**Task brief**
From the records below, transcribe only the lines running from the one with "pixel 22 107" through the one with "pixel 173 211". Keep both of those end lines.

↓

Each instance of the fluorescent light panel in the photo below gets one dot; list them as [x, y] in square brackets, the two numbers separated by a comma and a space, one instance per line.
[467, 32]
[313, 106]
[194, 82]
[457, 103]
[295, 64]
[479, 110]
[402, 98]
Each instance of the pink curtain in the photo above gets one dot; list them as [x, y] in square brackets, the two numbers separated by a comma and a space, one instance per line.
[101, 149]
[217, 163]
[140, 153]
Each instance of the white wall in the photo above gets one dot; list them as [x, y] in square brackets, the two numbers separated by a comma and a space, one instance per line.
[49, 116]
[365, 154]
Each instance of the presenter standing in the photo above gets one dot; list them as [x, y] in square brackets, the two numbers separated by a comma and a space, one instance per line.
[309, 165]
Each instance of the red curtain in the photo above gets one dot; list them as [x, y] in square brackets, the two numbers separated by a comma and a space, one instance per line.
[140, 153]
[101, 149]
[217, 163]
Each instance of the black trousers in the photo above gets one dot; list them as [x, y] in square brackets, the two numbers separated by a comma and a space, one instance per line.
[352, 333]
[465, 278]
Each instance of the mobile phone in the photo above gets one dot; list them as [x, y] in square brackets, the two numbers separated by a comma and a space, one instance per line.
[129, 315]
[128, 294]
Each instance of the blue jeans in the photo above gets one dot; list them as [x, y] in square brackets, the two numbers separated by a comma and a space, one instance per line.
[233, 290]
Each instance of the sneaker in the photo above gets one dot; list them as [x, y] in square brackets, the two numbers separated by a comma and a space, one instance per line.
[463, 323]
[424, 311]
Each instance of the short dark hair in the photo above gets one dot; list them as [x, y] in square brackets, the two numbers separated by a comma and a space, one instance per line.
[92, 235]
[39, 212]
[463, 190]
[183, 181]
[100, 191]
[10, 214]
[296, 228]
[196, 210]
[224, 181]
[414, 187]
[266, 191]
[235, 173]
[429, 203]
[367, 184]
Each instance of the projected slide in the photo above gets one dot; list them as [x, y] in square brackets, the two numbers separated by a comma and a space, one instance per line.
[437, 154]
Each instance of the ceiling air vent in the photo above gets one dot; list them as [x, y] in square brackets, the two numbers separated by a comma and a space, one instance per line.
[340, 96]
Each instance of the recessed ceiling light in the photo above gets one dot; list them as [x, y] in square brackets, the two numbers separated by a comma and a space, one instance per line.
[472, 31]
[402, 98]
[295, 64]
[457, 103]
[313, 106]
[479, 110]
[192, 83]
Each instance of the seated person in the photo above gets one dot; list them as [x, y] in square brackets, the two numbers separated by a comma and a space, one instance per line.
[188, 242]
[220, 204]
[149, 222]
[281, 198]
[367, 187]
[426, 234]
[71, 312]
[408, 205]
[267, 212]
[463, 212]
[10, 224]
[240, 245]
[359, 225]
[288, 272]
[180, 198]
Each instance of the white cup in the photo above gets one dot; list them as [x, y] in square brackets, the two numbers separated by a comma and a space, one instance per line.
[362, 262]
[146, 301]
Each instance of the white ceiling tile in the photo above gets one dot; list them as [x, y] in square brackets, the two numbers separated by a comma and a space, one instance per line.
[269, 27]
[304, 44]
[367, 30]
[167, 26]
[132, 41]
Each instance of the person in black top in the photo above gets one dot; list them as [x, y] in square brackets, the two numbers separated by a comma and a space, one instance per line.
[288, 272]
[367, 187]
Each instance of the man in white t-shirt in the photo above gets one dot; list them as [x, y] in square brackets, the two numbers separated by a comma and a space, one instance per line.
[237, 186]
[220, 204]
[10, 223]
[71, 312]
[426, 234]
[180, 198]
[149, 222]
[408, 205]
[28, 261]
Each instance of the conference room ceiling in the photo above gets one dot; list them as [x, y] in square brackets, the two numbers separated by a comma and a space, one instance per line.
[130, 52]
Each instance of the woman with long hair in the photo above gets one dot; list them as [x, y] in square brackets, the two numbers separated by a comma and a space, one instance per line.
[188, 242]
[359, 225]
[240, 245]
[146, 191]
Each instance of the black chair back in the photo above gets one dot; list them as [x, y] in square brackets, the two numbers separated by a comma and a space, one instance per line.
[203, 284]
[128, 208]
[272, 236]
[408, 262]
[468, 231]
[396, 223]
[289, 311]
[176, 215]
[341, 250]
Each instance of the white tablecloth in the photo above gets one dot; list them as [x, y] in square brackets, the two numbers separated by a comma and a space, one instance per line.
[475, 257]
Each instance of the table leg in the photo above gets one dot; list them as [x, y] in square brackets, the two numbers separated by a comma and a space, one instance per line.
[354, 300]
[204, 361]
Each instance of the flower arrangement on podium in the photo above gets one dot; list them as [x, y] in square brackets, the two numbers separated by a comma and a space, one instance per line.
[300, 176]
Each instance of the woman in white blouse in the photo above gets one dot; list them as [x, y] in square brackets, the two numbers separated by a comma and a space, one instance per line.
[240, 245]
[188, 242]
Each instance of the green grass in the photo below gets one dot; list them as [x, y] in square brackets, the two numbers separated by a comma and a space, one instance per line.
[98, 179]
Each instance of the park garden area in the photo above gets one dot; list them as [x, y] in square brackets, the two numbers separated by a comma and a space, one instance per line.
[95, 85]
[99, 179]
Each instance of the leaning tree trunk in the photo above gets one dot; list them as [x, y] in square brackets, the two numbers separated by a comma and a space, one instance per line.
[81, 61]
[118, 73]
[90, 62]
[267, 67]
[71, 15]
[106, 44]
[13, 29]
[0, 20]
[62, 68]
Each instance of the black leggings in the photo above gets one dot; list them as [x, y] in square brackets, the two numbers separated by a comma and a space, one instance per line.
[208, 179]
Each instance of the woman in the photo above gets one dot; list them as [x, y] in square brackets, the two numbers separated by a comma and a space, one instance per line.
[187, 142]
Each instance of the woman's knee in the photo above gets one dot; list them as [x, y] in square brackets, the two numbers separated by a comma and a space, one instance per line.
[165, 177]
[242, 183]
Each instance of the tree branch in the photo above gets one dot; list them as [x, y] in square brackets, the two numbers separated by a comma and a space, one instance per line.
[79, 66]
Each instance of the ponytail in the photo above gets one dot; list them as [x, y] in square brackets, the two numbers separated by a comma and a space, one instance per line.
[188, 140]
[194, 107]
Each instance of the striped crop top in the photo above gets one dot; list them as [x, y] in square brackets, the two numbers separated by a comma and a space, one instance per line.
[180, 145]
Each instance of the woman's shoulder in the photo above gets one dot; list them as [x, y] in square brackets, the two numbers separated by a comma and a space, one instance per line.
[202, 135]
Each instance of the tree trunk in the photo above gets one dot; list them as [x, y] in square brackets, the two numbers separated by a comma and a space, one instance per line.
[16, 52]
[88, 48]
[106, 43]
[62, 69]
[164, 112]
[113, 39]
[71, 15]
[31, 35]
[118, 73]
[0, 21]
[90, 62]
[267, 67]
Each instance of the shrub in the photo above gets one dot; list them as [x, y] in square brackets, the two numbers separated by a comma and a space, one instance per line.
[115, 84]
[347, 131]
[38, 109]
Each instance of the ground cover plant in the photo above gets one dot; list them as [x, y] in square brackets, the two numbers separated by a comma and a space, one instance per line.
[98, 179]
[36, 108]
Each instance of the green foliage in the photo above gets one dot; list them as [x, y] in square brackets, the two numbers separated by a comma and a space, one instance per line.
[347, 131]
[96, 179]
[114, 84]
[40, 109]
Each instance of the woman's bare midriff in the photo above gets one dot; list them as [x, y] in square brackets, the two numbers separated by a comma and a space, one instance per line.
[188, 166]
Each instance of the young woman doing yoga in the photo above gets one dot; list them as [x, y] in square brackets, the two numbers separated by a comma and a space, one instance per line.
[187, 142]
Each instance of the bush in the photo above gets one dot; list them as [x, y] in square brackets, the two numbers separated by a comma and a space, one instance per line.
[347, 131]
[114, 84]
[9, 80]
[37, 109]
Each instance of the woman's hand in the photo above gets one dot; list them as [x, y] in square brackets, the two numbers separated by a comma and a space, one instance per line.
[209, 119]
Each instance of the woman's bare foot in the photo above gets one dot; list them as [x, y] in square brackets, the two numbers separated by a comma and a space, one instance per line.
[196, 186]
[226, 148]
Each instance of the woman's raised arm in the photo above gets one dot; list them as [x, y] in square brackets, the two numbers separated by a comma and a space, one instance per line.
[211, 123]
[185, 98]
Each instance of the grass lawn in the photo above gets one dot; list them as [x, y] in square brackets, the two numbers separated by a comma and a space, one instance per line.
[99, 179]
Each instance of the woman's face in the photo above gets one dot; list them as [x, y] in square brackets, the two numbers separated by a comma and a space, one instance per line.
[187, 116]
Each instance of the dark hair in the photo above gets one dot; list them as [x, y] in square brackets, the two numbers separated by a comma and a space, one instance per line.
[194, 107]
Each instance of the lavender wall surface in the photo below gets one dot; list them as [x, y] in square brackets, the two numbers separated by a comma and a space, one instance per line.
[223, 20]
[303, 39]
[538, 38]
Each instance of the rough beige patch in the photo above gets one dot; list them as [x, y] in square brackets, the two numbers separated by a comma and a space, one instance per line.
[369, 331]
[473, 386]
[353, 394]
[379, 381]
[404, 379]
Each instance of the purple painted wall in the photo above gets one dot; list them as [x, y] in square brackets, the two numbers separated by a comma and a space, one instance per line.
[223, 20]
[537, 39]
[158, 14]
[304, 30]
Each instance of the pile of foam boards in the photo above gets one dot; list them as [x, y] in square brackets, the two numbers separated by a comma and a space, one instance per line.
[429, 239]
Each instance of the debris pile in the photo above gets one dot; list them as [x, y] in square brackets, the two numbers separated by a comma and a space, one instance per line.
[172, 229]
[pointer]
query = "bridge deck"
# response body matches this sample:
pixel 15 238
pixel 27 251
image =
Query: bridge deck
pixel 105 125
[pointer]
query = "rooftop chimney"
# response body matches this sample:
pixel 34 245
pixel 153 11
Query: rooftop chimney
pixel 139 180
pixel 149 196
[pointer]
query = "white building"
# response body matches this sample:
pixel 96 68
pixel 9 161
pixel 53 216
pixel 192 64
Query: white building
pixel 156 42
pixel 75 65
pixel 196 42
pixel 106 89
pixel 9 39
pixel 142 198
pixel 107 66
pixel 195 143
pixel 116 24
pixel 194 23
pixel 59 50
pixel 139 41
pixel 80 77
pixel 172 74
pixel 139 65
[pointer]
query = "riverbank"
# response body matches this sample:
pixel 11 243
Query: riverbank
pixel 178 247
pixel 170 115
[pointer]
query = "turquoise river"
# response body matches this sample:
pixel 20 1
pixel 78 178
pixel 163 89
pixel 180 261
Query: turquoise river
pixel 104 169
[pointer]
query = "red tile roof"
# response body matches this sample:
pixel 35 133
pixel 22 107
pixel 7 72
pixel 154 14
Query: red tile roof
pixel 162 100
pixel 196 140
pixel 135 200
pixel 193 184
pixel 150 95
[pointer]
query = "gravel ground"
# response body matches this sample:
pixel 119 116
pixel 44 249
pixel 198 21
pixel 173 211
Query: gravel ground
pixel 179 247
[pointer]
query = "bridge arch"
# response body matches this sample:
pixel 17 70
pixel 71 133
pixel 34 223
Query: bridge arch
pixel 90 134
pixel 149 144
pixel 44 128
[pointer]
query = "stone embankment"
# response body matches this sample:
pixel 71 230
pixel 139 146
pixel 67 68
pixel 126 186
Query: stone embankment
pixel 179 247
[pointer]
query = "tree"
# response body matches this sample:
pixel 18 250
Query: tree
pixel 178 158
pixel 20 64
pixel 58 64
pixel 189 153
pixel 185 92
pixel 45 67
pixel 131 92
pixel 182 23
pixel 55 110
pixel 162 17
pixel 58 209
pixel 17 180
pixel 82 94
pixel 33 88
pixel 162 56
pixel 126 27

↑

**Reply**
pixel 22 107
pixel 7 72
pixel 154 14
Query: red tile roof
pixel 162 100
pixel 196 140
pixel 135 200
pixel 193 184
pixel 150 95
[pointer]
query = "gravel ground"
# response body matches this sample:
pixel 119 116
pixel 44 249
pixel 198 21
pixel 173 211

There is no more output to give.